_Instructions to follow_
Although the records contain pictures, only their text should be reproduced, exactly as written.

_Dataset excerpts_
*****

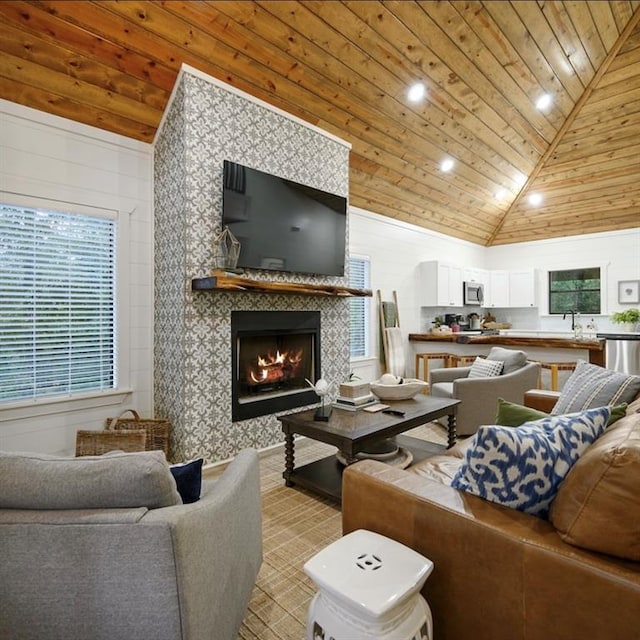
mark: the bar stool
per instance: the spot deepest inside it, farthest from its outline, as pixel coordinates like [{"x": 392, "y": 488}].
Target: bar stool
[
  {"x": 458, "y": 360},
  {"x": 554, "y": 367},
  {"x": 425, "y": 357}
]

*****

_Solution for this problem_
mark: the bar stool
per instance: the spot deepest inside it, farthest from its outline, as pixel coordinates like [{"x": 392, "y": 488}].
Target: bar stool
[
  {"x": 458, "y": 360},
  {"x": 554, "y": 367},
  {"x": 425, "y": 357}
]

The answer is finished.